— Short task —
Update everything from the line containing "task | identify every instance of the stone bed" down to the line containing "target | stone wall" by putting "single point" wherever "single pin" appears, with every other part left untouched.

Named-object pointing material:

'''

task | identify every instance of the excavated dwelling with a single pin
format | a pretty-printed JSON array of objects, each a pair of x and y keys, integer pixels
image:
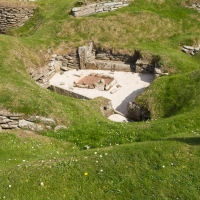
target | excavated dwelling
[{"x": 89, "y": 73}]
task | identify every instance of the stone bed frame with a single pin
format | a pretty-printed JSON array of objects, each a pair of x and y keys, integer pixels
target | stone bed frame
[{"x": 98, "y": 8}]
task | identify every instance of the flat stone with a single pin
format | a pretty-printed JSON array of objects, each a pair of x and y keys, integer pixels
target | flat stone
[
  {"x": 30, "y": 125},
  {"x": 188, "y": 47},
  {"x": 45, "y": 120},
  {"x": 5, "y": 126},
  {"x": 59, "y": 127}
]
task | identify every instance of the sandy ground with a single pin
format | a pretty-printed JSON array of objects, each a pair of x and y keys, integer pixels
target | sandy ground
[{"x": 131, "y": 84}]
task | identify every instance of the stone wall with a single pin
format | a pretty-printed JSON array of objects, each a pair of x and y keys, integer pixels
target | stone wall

'''
'''

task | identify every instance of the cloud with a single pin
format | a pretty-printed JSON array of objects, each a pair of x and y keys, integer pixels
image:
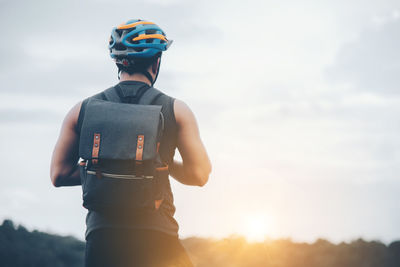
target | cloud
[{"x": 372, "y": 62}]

'''
'''

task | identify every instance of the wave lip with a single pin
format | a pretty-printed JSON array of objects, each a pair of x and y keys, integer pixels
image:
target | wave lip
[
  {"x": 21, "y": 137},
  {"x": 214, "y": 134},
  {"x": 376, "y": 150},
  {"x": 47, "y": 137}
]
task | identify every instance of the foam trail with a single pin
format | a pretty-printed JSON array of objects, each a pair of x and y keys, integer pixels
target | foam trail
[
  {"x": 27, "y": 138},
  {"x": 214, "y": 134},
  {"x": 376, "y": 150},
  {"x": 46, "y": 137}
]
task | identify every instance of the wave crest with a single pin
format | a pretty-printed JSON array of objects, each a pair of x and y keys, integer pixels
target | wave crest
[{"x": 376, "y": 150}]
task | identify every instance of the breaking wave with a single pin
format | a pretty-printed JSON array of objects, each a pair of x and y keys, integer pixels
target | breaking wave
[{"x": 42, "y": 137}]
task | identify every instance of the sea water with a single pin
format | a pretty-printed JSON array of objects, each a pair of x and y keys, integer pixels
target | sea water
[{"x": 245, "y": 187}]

'''

— Solution to this task —
task | identify every instance of the stone bed frame with a single point
format | a pretty-printed JSON array of objects, each a pair of x and y keys, integer pixels
target | stone bed frame
[{"x": 98, "y": 8}]
task | identify every instance of the flat stone with a single point
format | a pretty-printed JSON array of objects, each a pair of x and y keys, integer pixels
target | flat stone
[
  {"x": 30, "y": 125},
  {"x": 188, "y": 47},
  {"x": 45, "y": 120},
  {"x": 5, "y": 126},
  {"x": 59, "y": 127}
]
task | identify every instance of the sandy ground with a single point
format | a pretty-printed JSON array of objects, each a pair of x and y keys, integer pixels
target | sandy ground
[{"x": 131, "y": 84}]
task | identify every instance of the stone wall with a single point
format | a pretty-printed JSON array of objects, each a pair of x and y keys, integer pixels
target | stone wall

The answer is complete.